(Excerpt from a dataset)
———

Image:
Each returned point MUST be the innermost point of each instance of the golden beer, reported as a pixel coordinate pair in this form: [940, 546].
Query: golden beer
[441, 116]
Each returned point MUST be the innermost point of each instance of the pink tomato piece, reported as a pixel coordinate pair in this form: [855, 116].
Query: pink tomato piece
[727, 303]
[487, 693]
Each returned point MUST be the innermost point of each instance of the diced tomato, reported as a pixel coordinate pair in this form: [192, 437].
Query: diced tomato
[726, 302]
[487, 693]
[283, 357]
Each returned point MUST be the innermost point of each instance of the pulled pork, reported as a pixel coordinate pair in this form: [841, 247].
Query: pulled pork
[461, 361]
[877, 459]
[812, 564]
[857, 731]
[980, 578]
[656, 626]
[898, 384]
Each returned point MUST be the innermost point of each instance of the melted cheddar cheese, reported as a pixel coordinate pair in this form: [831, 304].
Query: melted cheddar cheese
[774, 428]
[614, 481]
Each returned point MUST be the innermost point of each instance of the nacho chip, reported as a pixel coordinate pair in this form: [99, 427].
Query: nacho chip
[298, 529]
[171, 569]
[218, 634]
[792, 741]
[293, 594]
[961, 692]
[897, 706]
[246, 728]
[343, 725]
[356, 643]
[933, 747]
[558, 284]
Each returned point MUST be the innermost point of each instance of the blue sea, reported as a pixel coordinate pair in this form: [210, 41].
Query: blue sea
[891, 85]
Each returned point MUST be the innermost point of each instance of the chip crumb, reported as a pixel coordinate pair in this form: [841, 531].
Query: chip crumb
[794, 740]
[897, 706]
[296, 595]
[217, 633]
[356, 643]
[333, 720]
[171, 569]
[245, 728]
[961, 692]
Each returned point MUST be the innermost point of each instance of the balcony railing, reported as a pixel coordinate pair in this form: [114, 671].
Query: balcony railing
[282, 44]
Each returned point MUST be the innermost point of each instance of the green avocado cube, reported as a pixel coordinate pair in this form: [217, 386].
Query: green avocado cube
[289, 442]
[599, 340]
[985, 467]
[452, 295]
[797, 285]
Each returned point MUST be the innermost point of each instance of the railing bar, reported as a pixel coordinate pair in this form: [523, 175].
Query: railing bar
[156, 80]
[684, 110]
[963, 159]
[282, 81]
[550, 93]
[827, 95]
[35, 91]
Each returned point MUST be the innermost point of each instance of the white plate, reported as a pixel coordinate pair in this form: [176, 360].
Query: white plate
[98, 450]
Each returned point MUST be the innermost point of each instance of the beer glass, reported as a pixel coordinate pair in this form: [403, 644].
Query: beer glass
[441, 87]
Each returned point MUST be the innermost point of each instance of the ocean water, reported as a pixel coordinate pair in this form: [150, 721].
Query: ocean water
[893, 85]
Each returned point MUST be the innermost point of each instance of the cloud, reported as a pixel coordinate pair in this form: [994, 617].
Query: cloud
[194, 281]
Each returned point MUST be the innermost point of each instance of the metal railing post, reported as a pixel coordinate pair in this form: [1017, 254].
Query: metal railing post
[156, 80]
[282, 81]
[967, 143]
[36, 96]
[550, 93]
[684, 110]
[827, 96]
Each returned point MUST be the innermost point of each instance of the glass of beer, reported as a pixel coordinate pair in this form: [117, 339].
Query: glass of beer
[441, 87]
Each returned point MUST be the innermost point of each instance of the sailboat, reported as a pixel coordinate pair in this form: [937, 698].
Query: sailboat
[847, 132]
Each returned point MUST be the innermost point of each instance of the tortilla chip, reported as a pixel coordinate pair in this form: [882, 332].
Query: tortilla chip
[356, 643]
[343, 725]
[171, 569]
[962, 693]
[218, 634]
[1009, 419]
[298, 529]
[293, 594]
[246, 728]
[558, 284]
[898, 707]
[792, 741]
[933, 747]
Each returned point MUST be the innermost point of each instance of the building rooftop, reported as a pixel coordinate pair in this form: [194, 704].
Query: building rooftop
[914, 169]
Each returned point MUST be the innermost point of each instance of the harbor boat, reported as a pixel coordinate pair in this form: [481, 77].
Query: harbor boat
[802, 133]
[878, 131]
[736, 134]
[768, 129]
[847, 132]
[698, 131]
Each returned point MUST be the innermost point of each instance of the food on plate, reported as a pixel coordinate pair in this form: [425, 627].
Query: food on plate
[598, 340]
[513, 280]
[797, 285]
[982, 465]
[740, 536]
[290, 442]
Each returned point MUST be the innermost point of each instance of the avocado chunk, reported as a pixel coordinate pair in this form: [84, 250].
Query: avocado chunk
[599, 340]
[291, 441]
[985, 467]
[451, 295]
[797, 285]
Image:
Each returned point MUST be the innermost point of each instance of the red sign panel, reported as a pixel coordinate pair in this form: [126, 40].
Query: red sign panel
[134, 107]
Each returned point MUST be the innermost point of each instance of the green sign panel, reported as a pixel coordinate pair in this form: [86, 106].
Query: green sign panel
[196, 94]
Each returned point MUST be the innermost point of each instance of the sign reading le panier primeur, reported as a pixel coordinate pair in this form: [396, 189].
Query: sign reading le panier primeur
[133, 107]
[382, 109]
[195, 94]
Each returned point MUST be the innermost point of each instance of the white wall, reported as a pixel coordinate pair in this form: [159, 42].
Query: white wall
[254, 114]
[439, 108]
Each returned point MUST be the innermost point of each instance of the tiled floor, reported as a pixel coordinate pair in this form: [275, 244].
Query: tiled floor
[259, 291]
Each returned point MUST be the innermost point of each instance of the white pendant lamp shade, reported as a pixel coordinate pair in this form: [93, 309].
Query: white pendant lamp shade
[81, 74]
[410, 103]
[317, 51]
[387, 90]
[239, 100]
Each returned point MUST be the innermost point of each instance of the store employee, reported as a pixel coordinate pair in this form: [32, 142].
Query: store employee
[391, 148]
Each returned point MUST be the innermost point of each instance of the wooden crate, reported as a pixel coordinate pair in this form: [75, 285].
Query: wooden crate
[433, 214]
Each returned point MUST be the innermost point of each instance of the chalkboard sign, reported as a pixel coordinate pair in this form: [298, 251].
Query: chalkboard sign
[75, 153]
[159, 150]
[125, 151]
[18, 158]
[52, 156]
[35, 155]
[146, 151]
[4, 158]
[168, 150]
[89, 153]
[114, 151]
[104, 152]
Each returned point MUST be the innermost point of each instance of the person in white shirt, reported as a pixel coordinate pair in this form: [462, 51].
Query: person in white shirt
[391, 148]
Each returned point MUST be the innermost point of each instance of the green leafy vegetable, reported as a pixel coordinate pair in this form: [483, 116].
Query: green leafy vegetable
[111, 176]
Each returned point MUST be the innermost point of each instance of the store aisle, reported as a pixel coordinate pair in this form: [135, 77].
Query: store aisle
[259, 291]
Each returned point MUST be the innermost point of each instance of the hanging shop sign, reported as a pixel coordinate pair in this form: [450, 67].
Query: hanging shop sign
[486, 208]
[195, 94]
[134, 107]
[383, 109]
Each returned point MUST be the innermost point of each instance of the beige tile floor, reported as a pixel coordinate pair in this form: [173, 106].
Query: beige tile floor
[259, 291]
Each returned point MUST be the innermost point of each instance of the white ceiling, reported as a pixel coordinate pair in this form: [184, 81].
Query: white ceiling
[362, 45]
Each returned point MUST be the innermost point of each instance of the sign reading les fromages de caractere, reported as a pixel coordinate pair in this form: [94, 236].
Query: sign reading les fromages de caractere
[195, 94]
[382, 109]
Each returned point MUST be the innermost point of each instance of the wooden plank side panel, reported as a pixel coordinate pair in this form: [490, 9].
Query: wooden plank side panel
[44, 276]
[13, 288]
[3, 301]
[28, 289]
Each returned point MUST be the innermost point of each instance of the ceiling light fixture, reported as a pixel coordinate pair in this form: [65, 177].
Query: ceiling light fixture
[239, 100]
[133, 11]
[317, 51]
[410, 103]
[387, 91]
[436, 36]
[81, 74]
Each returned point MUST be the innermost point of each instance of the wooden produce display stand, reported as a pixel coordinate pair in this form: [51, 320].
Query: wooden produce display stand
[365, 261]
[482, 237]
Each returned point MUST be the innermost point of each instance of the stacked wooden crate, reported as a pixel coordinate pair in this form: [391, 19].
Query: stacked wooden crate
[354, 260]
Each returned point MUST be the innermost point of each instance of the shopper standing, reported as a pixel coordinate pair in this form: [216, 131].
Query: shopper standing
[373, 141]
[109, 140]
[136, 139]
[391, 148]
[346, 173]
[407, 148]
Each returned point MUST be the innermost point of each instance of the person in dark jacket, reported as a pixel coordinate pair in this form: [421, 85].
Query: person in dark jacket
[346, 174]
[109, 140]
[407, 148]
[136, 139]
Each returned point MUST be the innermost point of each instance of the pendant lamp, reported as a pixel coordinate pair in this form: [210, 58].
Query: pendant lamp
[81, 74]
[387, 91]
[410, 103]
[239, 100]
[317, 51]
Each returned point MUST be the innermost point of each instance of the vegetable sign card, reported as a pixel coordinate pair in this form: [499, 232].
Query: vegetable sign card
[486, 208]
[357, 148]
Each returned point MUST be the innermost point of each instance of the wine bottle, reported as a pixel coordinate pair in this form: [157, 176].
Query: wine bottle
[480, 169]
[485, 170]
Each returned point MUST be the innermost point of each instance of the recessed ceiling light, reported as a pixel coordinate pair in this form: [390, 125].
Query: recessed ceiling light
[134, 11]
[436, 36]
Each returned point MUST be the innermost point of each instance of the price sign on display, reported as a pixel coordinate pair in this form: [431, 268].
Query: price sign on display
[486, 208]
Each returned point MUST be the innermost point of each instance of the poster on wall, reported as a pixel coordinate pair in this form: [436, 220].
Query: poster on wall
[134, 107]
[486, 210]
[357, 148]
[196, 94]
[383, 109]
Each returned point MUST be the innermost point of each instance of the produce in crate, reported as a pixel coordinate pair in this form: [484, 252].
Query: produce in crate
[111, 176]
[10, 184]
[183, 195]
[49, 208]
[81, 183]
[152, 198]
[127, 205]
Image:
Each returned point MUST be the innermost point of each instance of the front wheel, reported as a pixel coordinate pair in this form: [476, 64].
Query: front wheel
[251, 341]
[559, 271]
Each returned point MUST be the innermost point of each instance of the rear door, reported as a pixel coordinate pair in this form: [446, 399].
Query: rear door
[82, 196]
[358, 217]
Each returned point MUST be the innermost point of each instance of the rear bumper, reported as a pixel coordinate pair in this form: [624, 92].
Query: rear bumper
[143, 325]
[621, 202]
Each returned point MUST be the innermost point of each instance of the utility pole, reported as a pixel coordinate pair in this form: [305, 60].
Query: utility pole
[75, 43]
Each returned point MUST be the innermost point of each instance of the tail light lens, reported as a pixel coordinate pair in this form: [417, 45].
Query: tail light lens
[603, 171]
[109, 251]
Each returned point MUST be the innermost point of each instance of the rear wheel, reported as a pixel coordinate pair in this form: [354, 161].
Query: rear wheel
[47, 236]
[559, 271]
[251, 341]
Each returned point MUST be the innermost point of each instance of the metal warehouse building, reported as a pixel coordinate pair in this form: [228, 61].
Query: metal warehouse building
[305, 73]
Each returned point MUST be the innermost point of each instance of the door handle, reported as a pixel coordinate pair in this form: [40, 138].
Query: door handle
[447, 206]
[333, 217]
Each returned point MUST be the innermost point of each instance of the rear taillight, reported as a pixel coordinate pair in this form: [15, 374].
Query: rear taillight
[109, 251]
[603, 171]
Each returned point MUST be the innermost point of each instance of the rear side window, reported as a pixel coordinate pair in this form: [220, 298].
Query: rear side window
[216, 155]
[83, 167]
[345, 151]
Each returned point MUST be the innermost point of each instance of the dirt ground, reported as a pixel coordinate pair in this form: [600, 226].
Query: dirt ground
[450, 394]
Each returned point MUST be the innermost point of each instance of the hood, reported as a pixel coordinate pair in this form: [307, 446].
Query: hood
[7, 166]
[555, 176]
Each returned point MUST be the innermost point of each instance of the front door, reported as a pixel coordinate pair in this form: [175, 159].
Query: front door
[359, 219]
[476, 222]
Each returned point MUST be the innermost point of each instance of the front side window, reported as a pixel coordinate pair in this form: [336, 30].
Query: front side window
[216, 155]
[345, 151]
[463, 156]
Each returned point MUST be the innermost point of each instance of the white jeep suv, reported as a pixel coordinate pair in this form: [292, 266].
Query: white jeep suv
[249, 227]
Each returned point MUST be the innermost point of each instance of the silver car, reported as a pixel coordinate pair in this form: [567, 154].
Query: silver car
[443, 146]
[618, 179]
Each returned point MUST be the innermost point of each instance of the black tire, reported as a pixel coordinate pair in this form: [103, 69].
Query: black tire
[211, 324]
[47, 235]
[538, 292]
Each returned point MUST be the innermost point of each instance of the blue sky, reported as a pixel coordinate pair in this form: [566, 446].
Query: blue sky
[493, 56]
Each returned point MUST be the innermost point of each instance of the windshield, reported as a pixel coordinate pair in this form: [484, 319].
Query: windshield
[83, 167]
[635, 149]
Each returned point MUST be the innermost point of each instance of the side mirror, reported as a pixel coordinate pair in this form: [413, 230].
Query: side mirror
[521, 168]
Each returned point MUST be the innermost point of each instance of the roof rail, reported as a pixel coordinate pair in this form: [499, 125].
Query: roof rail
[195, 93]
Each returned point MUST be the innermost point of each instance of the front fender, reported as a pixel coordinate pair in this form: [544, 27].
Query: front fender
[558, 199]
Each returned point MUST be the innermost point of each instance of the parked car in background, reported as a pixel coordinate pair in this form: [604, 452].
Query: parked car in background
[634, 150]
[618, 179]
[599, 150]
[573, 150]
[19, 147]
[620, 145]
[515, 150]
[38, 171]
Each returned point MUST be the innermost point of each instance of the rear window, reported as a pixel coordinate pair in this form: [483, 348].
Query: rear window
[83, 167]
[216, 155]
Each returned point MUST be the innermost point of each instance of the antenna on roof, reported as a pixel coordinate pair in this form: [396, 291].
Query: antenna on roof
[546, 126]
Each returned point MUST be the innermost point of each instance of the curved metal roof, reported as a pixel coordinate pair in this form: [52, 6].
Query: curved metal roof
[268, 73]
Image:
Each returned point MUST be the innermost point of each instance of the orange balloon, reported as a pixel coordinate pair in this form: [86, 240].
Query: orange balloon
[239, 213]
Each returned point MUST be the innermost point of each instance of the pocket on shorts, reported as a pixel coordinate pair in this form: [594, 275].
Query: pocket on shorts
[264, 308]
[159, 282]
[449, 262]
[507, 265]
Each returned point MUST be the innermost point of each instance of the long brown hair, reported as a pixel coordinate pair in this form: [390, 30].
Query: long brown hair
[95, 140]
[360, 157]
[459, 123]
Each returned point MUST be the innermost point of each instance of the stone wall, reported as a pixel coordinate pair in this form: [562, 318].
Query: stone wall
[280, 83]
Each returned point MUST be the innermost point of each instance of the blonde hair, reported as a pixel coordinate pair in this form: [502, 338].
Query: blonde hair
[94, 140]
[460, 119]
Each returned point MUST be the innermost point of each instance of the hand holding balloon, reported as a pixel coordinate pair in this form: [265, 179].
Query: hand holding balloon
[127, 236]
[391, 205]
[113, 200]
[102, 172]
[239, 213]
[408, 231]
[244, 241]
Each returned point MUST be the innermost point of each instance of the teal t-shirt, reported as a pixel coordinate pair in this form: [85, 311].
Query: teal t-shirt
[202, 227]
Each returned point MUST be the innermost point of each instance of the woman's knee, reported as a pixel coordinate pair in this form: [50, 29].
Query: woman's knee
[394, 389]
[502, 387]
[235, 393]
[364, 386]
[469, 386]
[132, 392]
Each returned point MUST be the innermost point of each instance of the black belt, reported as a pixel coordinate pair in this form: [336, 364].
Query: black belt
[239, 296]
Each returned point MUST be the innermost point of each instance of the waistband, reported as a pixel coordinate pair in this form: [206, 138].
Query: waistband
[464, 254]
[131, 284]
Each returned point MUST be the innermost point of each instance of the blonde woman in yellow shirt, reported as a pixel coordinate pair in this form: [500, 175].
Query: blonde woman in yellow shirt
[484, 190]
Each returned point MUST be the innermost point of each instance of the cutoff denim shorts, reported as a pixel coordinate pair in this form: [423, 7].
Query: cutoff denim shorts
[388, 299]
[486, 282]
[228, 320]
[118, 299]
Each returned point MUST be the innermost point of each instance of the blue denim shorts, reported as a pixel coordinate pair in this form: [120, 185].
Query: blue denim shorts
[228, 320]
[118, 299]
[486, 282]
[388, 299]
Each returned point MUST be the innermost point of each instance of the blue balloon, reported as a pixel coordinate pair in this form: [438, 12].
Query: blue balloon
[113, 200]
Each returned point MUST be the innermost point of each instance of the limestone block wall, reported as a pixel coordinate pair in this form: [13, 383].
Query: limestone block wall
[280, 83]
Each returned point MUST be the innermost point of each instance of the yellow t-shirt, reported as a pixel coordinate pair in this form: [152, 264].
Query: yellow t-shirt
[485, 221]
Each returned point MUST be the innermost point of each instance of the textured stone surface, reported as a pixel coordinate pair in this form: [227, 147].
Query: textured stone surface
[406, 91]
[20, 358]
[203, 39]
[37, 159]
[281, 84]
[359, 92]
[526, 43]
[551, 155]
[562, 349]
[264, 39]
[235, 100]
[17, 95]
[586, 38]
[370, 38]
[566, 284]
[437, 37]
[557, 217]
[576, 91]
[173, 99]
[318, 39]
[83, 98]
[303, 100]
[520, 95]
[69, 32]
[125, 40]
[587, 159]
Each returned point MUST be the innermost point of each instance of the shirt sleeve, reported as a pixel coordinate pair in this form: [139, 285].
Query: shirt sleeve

———

EXERCISE DIRECTIONS:
Transcribe word for word the lines from the one holding "form: [206, 138]." to the last line of the listing above, inclusive.

FINISHED EXERCISE:
Each returned point MUST be the innermost point of each instance of the waistband, reported as a pixel coordinate pair in this form: [206, 138].
Query: waistband
[464, 254]
[131, 284]
Each returned point MUST be the innermost point of each instance of the blonde woman in yellow shirt, reported as a pixel coordinate pair in this form: [500, 175].
Query: blonde woman in yellow shirt
[484, 190]
Each returned point MUST be the innermost point of each instance of the cutoff denim shorts, reported as a pixel coordinate pair in this form: [423, 7].
Query: cutoff denim shorts
[388, 299]
[486, 282]
[228, 320]
[118, 299]
Each returned point MUST be the innermost point of each instance of the blue denim shorts, reported as a pixel coordinate pair in this form: [120, 185].
Query: blue denim shorts
[228, 320]
[118, 299]
[486, 282]
[388, 299]
Each returned point MUST be the innermost point of each instance of the blue balloon, reported as a pixel coordinate pair in this form: [438, 12].
Query: blue balloon
[113, 200]
Each returned point MUST be the innermost point of each instance of the limestone block wall, reported as a pixel coordinate pair in this form: [13, 383].
Query: limestone block wall
[280, 83]
Each returned point MUST be the innermost point of each instance of the yellow t-shirt, reported as a pixel coordinate pair in this form: [152, 264].
Query: yellow t-shirt
[485, 221]
Each returned point MUST be the innermost point of each instance of the textured stone surface, reported as a pixel coordinate pair in this form: [227, 147].
Query: textured stone surface
[406, 91]
[20, 358]
[203, 39]
[37, 159]
[281, 84]
[359, 92]
[526, 43]
[551, 155]
[562, 349]
[264, 39]
[235, 100]
[17, 95]
[586, 38]
[370, 38]
[566, 284]
[437, 37]
[557, 217]
[576, 91]
[173, 99]
[318, 39]
[83, 98]
[303, 100]
[520, 95]
[69, 32]
[125, 40]
[587, 159]
Each returned point MUST be the innermost point of each instance of the shirt sleeve, reported as a pixel coordinate pair in this form: [139, 285].
Query: shirt sleeve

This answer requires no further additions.